Exercise: List every example of a painting given in the passage below about stories and "Contemplations."

In the majority of cases, these stories correspond with what ‘a story’ usually means when the word comes to mind; and, as such, they would survive well enough on their own, or so I like to think, without the commentary given below. Not infrequently, however, I tend to branch out from that simple definition into what I would describe as short ‘literary entities’ which, for the most part, retain a beginning, a middle and an end - whilst fighting shy of some of the more predictable features commonly associated with fiction. In this sort of work, the thematic development or storyline may be eventful, tenuous or merely the progression of thought on the part of a character or characters. And occasionally, it may be the narrator alone whose reflections follow a path from a beginning to a conclusion that was by no means always predetermined when the starting pistol fired.

 

Where the reflective element dominates, the so-called ‘literary entities’ mentioned above often take the form of what I can only describe as Contemplations in which, with or without an active human participant, the unexpected or the fundamental indeterminacy of things in general is looked at or made manifest in much the same way as objects are isolated and preserved, for example, in the fiction of a painting: perhaps a still life of flowers, a portrait of a peasant smoking a pipe, or a steam train chugging its way through a nineteenth century industrial landscape. Nevertheless, although familiar, these are reference points which, when looked at aslant and with detachment, can also take on the otherness of a reality that cannot be captured by laboratory instruments or deduced from mathematics or philosophy. In these ‘Contemplations’, I therefore wilfully confuse the categorical distinction between the everyday and the mystical; and I do so because that is the way I see things.

Data section:
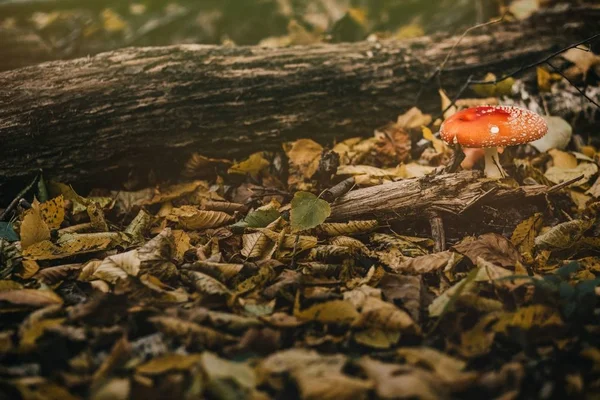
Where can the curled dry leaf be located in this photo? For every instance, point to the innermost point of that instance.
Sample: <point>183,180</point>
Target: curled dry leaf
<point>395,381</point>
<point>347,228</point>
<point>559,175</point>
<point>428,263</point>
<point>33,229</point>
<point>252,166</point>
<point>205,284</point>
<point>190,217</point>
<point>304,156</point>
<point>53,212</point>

---

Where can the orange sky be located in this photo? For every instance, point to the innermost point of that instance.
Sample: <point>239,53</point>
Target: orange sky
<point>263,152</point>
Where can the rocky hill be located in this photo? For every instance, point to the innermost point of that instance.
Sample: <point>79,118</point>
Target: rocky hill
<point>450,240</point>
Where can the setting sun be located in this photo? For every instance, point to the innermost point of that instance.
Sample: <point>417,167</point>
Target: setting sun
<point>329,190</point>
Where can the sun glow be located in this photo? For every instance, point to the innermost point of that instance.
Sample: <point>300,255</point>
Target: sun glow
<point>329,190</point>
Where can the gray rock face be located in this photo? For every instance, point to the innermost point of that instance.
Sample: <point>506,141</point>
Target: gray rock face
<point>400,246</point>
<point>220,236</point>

==

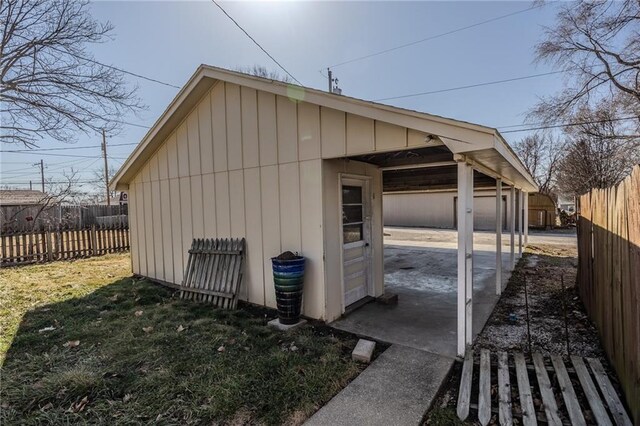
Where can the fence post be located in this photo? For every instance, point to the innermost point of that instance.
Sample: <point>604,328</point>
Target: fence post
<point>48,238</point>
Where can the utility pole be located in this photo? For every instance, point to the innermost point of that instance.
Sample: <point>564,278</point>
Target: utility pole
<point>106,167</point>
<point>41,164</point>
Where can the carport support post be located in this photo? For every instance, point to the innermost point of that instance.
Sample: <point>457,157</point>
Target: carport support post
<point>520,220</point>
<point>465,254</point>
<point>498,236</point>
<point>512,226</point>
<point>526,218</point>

Correct output:
- a still life of flowers
- a portrait of a peasant smoking a pipe
- a steam train chugging its way through a nineteenth century industrial landscape